Start of Available data

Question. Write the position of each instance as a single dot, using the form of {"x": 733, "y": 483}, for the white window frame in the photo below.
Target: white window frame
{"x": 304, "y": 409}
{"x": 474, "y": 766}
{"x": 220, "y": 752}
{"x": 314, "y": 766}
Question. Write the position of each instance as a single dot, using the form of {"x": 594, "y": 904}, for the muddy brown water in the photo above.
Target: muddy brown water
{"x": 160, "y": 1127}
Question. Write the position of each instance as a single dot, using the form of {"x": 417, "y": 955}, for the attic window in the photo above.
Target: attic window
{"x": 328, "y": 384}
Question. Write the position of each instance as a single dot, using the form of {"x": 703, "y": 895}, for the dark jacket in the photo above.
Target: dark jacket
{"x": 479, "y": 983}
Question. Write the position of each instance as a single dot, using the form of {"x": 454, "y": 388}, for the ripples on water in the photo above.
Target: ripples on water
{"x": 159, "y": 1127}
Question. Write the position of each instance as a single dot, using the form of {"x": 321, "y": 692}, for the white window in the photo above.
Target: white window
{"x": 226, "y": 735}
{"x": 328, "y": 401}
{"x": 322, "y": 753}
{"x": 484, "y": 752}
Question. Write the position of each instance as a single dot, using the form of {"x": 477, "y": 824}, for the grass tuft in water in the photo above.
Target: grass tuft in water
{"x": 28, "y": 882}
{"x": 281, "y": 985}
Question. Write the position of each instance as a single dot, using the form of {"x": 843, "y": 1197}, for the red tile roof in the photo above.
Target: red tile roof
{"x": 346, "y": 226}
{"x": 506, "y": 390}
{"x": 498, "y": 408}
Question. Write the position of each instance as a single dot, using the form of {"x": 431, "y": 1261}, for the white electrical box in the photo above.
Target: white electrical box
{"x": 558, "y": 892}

End of Available data

**What this task involves:** Take the data above and return it exactly.

**Solution to this exercise:**
Question. Write the position of each instance as a single dot, using the form of {"x": 733, "y": 483}, for the white window frame in the photo below.
Target: white window frame
{"x": 304, "y": 409}
{"x": 474, "y": 766}
{"x": 220, "y": 752}
{"x": 314, "y": 766}
Question. Write the position of each instance as a single dot, using the form of {"x": 594, "y": 904}, for the muddy brown water in the photo above.
Target: muddy brown water
{"x": 160, "y": 1127}
Question. Write the position of each instance as a single dot, using the form of {"x": 417, "y": 955}, for the attic window in the photo above.
Target: attic window
{"x": 328, "y": 384}
Question. Write the position of each instance as a single dot, using the form of {"x": 703, "y": 895}, for the dark jacket in the photo above.
Target: dark jacket
{"x": 479, "y": 983}
Question. Write the position of each instance as a single dot, using the form of {"x": 454, "y": 388}, for the ripples on water in the photo above.
Target: ripples on water
{"x": 159, "y": 1127}
Question. Write the position of each instance as a single dot, using the form of {"x": 321, "y": 692}, for the white window in the photo above.
Target: white window
{"x": 226, "y": 735}
{"x": 328, "y": 401}
{"x": 322, "y": 753}
{"x": 484, "y": 752}
Question. Write the position of each instance as a single dot, using the form of {"x": 477, "y": 824}, for the grass tuft in water in the photo above.
Target: grass tuft in water
{"x": 28, "y": 882}
{"x": 281, "y": 985}
Question. Write the position of each instance as a single dot, using the form of {"x": 843, "y": 1197}, for the red tile roof in the photo above.
Target: red tile roof
{"x": 346, "y": 226}
{"x": 506, "y": 390}
{"x": 498, "y": 408}
Question. Write the position of each instance as a single dot, using the form of {"x": 431, "y": 1261}, for the white electrical box in the photo above.
Target: white electrical box
{"x": 558, "y": 892}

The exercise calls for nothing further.